Texto de lectura:
La tecnología es considerada ya como una sustancia nociva para la salud o el equilibrio psíquico, comparable a las drogas o el alcohol, capaz de provocar efectos perjudiciales tanto en el plano individual como social, especialmente en niños y jóvenes que como promedio pasan cuatro horas diarias delante de pantallas, de ahí que la dependencia tecnológica haya sido incluida en el Plan Nacional de Adicciones por el Ministerio de Sanidad. En Francia han ido más lejos y se han prohibido los teléfonos móviles en los colegios. Los expertos son contundentes: nos separa de la familia, los amigos y nos quita horas de sueño.
España tiene el dudoso mérito de tener el porcentaje más alto de móviles por habitante de todo el mundo. Hay más de 50 millones de aparatitos circulando, varios millones más que habitantes, incluyendo ancianos y bebés. Millones de personas perdidas en una maraña de mensajes, correos electrónicos, me gustas de Facebook o Instagram y retuiteos varios. La estadística indica que se consulta la dichosa pantallita hasta 150 veces cada día, una vez cada cinco minutos, incluyendo el tiempo de comidas, trabajo, descanso en casa y hasta el momento de la ducha. Si se dedican solo dos minutos a leer y responder mensajes “trascendentales” o llamadas se llega a la conclusión de que el móvil ocupa cinco horas de nuestra vida, cada día. ¿Merece la pena, no hay nada mejor que hacer en ese tiempo?

Líneas extraídas:
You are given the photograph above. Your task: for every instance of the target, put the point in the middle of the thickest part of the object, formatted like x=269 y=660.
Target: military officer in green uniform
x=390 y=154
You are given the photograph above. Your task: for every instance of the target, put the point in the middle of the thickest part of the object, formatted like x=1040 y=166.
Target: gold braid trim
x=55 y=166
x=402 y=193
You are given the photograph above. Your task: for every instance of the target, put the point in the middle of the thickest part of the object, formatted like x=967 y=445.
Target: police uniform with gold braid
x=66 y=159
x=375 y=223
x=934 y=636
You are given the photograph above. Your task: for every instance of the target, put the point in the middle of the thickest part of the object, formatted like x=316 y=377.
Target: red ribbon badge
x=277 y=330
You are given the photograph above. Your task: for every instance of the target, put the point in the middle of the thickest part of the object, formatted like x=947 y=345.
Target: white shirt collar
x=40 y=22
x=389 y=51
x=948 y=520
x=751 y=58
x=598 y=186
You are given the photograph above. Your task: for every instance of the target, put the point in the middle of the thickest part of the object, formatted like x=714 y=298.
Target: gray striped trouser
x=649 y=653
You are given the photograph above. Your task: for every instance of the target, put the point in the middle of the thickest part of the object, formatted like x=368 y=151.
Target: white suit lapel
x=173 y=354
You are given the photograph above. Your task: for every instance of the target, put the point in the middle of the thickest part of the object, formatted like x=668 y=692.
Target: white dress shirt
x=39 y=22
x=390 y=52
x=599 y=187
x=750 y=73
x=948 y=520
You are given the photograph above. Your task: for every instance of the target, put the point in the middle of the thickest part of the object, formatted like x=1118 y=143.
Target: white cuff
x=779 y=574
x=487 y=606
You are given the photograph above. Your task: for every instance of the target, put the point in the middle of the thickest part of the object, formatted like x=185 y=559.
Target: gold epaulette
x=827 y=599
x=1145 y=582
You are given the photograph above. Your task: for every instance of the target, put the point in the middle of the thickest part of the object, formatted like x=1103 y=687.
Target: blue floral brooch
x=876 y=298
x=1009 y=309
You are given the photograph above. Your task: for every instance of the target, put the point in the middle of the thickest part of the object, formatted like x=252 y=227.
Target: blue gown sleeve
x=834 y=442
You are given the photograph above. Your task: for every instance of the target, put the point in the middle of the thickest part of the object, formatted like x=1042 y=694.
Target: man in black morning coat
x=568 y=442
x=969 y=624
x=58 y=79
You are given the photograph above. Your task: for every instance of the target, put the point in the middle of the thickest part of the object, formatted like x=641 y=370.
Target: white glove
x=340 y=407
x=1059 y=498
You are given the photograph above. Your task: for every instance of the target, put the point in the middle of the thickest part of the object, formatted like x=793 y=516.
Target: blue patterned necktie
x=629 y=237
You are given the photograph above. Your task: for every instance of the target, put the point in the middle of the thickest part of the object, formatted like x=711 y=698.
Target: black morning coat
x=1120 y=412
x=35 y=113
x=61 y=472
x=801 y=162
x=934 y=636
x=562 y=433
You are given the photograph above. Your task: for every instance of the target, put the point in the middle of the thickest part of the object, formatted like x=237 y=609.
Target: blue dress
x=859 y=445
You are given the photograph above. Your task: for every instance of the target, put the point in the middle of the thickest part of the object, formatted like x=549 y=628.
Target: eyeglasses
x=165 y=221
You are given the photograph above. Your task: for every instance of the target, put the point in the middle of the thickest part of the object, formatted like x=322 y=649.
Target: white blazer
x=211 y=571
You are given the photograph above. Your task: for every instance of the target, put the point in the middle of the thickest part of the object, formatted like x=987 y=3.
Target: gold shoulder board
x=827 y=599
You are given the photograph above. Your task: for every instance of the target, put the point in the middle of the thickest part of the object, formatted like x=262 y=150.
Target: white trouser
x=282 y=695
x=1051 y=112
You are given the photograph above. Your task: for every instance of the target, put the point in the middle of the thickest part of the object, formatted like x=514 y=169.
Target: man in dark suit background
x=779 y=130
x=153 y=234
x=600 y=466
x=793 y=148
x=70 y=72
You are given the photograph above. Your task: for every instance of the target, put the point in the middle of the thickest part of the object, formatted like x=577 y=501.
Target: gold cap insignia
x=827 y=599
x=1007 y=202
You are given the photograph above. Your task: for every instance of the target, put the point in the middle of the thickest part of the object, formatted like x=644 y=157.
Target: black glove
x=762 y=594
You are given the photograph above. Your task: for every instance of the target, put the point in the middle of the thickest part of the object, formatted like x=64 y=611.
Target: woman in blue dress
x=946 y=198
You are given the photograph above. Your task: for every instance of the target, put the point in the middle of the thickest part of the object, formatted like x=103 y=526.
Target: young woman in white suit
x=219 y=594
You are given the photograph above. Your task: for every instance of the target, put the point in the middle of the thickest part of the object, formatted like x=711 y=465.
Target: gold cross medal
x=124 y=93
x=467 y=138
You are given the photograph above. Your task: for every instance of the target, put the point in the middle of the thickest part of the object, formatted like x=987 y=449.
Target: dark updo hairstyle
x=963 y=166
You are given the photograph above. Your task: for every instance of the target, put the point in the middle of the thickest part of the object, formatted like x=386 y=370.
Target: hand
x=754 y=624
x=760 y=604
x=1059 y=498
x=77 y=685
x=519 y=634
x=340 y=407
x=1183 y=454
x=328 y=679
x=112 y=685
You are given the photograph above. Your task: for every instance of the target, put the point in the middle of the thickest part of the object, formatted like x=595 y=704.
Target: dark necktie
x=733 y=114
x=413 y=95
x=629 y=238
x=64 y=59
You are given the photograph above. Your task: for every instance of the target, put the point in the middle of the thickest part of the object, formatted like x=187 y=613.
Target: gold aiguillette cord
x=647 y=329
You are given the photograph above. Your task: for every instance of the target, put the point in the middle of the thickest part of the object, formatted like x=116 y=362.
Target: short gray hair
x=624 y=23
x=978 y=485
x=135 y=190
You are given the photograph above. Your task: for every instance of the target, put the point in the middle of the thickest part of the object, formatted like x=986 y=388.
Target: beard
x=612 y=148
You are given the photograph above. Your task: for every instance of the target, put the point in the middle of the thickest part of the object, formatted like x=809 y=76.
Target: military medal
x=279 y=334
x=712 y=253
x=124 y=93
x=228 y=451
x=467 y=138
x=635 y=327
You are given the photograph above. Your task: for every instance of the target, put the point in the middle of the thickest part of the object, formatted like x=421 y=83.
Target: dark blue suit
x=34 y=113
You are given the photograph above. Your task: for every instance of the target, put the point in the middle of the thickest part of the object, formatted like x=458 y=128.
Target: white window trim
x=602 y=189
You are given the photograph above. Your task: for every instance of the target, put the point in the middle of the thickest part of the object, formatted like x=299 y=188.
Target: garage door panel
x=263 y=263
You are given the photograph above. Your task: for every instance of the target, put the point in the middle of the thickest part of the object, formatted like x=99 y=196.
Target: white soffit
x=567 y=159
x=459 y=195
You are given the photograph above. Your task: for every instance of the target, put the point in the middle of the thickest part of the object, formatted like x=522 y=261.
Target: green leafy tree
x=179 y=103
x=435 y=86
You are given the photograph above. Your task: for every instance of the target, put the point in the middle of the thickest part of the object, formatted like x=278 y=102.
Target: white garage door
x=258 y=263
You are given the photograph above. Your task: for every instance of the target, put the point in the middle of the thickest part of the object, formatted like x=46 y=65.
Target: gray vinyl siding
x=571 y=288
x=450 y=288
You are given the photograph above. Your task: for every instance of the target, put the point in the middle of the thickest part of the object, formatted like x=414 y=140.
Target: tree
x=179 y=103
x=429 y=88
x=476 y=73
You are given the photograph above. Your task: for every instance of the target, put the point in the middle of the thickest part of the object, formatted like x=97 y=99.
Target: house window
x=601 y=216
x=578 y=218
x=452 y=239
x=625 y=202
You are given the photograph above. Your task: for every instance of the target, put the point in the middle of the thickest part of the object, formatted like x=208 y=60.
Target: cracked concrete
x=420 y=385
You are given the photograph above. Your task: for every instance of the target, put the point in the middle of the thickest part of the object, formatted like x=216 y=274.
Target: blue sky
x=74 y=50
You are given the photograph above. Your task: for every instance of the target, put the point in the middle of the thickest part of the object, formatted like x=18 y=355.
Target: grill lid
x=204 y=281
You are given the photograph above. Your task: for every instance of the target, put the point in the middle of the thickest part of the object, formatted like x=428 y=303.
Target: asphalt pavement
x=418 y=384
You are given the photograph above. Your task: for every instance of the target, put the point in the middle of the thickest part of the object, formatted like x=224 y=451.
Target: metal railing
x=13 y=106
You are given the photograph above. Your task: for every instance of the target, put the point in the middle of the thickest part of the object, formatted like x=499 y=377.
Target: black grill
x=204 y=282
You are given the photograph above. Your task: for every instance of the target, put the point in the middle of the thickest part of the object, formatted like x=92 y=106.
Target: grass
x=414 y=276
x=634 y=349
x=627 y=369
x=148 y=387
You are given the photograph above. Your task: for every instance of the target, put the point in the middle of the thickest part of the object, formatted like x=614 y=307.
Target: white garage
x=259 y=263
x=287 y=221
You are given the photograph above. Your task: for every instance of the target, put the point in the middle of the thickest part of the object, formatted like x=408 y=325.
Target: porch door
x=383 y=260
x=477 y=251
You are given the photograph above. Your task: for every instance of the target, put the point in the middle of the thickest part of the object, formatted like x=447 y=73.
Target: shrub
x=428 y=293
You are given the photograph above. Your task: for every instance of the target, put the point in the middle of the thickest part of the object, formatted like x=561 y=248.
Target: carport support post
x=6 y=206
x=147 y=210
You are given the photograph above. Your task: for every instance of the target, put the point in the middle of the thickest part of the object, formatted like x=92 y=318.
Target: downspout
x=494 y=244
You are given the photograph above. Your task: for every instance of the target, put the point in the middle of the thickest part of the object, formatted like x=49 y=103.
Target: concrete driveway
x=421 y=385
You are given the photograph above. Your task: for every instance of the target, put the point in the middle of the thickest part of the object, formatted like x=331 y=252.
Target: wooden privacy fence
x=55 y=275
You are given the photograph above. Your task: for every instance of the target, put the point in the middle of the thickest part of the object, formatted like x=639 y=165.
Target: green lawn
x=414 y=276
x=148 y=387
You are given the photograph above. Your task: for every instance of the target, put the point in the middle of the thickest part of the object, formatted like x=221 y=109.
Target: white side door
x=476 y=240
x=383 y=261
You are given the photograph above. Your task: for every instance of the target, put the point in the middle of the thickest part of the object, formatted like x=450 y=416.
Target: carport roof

Tarea asignada 1: Indica si cada afirmación coincide con el texto sobre la dependencia tecnológica y justifica tu respuesta citando literalmente las palabras decisivas: (a) en Francia se han prohibido los teléfonos móviles en los colegios; (b) los niños y jóvenes pasan como promedio seis horas diarias delante de pantallas; (c) en España hay menos móviles que habitantes.
Tarea asignada 2: Prosigue el texto sobre la dependencia tecnológica a partir de su última oración.
Las líneas son un material aparte, sin relación con el texto.

Respuesta 1:
(a) Sí: "se han prohibido los teléfonos móviles en los colegios".
(b) No: "como promedio pasan cuatro horas diarias delante de pantallas".
(c) No: "varios millones más que habitantes".

Respuesta 2:
En el mundo del turismo se han empezado a tomar medidas para que los aparatos electrónicos no invadan los espacios dedicados al descanso, el disfrute del viaje, la buena gastronomía… Se propone, en el fondo, practicar un «deporte de alto riesgo» que no consiste en escalar el monte más alto de la región o tirarse por una cascada salpicada de rocas. La auténtica actividad de riesgo pasa por vivir sin su dispositivo electrónico favorito como hacían antes de que se inventaran. Hoteles, restaurantes, agencias de viajes y medios de transporte apuestan por la desconexión durante el tiempo de vacaciones. Según has podido comprobar los buscadores jetcost.es o hotelscan.com cada vez más establecimientos proponen programas Detox o Unplugged Weekend que sugieren al cliente dejar su móvil en la caja fuerte y disfrutar con otras cosas. Algunos ejemplos: Barceló La Bobadilla, Vincci Hoteles, Barceló Sancti Petri o el Barceló Torre de Madrid, el último en incorporarse a la tendencia.
Para terminar, buenas noticias. Entre los muchos anuncios emotivos que rondan la Navidad, el de IKEA de este año es sin duda el mejor. Su juego navideño “Familiarizados” tiene más de 9,5 millones de visualizaciones en YouTube. Una apuesta por la familia y contra las redes sociales: “Esta Navidad desconecta para volver a conectar. En IKEA lo vamos a hacer eliminando toda nuestra actividad en redes sociales”. Este anuncio provocará una reflexión de una forma tan inteligente como emotiva.